→ Stated exercise
Swap "Select" for "Locate" throughout the entries below, and leave everything else unchanged.

→ Task data
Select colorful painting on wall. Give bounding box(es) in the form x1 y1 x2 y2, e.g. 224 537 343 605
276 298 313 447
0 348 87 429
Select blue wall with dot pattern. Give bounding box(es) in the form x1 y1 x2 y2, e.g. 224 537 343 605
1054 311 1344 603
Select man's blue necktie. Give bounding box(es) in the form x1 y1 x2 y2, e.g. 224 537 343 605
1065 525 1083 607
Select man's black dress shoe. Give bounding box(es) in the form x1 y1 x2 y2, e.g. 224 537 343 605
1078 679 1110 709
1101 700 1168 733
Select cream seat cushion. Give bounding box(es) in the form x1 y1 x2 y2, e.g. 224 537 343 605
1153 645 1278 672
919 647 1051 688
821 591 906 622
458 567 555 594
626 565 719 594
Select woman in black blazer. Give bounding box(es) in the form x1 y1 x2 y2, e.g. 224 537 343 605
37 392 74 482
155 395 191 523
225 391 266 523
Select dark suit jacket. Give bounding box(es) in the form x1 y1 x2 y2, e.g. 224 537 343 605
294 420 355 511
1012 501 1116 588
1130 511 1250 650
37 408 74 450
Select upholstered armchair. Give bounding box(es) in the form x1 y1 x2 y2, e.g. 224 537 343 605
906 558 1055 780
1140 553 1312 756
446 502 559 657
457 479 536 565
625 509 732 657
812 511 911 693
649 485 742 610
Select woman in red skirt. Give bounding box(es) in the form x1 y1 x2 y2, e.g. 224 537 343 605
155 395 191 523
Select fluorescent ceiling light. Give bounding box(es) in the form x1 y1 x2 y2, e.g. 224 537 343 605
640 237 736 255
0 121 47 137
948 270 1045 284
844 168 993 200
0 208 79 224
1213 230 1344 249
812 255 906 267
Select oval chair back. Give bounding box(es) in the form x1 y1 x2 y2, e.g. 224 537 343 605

→ Written reply
Locate colorful painting on wall. Give bounding box(es) in the form x1 y1 x2 y2, e.g. 224 537 343 605
276 298 313 447
0 348 87 429
Locate blue wall with dot pattern. Give bounding box(es) in the form x1 y1 x2 y2, e.g. 224 537 343 605
1054 311 1344 603
Locate man's blue necktie. Give bounding box(es) in the form x1 y1 x2 y2, e.g. 224 537 343 605
1065 525 1083 607
Locate man's black dress shoe. Give bounding box(es) in the form x1 y1 x2 y2, e.g. 224 537 343 605
1078 679 1110 709
1101 700 1168 733
Locate cream seat cushion. Give bounding box(es) in the form x1 y1 x2 y2, e.g. 224 537 343 605
1153 645 1278 672
919 647 1051 688
821 591 906 622
458 567 555 594
626 565 719 594
Locate woman in black blazer. Give bounding box(es) in the form x1 y1 x2 y2, e.g. 224 537 343 605
37 392 74 482
155 395 191 523
225 391 266 523
Locate dark suit jacket. Give bounding box(es) in the form x1 y1 x2 y2, e.g. 224 537 343 605
294 420 355 511
1012 501 1116 588
1130 511 1250 650
37 408 74 450
Locate upholstered armchair. Give bounding box(es) in the form x1 y1 x2 y2, e.g. 224 537 343 605
906 558 1055 780
1140 553 1312 756
446 502 559 657
457 479 536 565
625 509 732 657
812 511 911 693
649 485 742 610
Locate woman in red skirt. Give bounding box(es) in the form x1 y1 x2 y2, e.g. 224 537 343 605
155 395 191 523
Locate fluorescent ceiling light. Give bounding box(es) in the form x1 y1 x2 y2, e.g. 224 537 343 605
640 237 736 255
0 121 47 137
948 270 1045 284
844 168 993 200
0 208 79 224
1213 230 1344 249
812 255 906 267
Locate oval chair back. Give bounding box(es) in the form x1 y1 x2 y2, e.g. 224 537 343 605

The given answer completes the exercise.